### STATED EXERCISE 1
In the captive portal text, to what status was the issue changed?

### TEXT EXTRACT

++++++

With Captive portal set to interim and no reauthentication/minute by the captive portal, freeRadius does appear to accurately reflect the data usage to date of all "logged out devices" per user account. freeRadius also retains interim data files for devices that have not yet logged out and Captive Portal shows the device logged in for the period of time until a logout is forced by the Captive Portal due to the Captive Portal inactivity setting.
Updated by Marcos M almost 2 years ago
- Status changed from Feedback to Resolved
The original issue is now resolved; traffic is recorded correctly:
print_r(pfSense_pf_cp_get_eth_rule_counters("cpzoneid_2_auth/10.0.1.102_32")); Array ( [0] => Array ( [direction] => 1 [evaluations] => 728145 [input_pkts] => 81866 [input_bytes] => 36867259 ) [1] => Array ( [direction] => 2 [evaluations] => 645870 [output_pkts] => 314081 [output_bytes] => 457773782 ) )Regarding the feedback above; if I understand correctly, the issues are as follows:
- Using "Stop/Start (FreeRADIUS)" for "Send accounting updates" leads to the data usage count becoming increasingly inaccurate, showing a higher usage count than expected.

++++++

Records from a data collection
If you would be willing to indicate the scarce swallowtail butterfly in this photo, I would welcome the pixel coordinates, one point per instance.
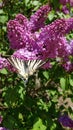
(25, 68)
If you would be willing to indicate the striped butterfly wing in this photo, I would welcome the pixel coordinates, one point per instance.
(33, 65)
(20, 65)
(25, 68)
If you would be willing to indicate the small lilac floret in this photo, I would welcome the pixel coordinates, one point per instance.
(66, 121)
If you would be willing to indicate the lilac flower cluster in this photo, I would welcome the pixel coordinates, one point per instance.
(33, 39)
(66, 121)
(67, 4)
(64, 2)
(2, 128)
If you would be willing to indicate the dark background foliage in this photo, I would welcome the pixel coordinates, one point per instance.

++++++

### STATED EXERCISE 2
In the entries, begin at the line that has "If you would be willing to indicate the small" and stop after the final line of the entries. Switch "lilac" to "violet", then reproduce only those lines with everything else unchanged.

### WRITTEN REPLY 1
Resolved

### WRITTEN REPLY 2
If you would be willing to indicate the small violet floret in this photo, I would welcome the pixel coordinates, one point per instance.
(66, 121)
If you would be willing to indicate the violet flower cluster in this photo, I would welcome the pixel coordinates, one point per instance.
(33, 39)
(66, 121)
(67, 4)
(64, 2)
(2, 128)
If you would be willing to indicate the dark background foliage in this photo, I would welcome the pixel coordinates, one point per instance.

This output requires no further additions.